*HOW TO COMPLETE THIS TASK*. Set down exactly, from the records below, the line with "# pin a point on each instance of the green eye;" through the line with "# Target: leaf midrib", and nothing else.

───── DATA SUPPLIED ─────

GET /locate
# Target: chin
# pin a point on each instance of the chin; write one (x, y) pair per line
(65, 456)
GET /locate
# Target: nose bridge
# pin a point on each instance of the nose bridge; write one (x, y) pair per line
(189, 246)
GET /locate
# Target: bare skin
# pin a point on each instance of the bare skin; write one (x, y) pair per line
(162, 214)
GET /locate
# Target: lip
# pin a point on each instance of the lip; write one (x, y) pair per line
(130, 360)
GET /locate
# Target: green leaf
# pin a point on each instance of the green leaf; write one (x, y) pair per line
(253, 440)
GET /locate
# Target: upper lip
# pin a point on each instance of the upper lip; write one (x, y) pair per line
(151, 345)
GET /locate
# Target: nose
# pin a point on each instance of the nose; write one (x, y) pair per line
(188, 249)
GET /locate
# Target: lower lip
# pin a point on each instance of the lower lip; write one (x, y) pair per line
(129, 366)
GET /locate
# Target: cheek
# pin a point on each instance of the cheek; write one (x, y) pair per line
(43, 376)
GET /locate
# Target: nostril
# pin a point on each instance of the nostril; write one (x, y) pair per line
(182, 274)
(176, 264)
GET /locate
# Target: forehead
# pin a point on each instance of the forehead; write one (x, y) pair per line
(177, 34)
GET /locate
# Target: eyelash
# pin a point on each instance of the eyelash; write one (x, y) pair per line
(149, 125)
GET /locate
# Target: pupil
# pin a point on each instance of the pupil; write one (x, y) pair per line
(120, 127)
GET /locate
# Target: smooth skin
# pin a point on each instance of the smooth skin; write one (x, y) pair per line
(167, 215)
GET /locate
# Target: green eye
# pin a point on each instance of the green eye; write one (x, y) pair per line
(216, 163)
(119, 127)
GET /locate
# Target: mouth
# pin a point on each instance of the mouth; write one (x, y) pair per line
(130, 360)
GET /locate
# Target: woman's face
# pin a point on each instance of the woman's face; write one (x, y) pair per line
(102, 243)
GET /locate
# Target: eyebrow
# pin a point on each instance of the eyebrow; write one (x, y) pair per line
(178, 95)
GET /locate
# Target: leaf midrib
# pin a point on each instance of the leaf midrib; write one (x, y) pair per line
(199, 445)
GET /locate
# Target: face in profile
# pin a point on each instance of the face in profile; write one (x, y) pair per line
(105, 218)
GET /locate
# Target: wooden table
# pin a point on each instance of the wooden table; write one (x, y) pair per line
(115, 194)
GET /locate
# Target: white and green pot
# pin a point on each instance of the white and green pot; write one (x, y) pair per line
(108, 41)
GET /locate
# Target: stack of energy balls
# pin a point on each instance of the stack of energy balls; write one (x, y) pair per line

─────

*TASK RESULT*.
# pin a point on each instance of the green eye; write one (x, y) pair per line
(216, 163)
(119, 127)
GET /locate
# Target: mouth
# pin a point on each instance of the mouth; write one (x, y) pair per line
(130, 360)
GET /locate
# Target: woman's face
# pin a point on each instance of the woman's face; write one (x, y) pair per line
(102, 243)
GET /locate
# Target: eyebrow
# pin a point on each instance of the eyebrow; write one (x, y) pair per line
(178, 95)
GET /locate
# Target: leaf midrib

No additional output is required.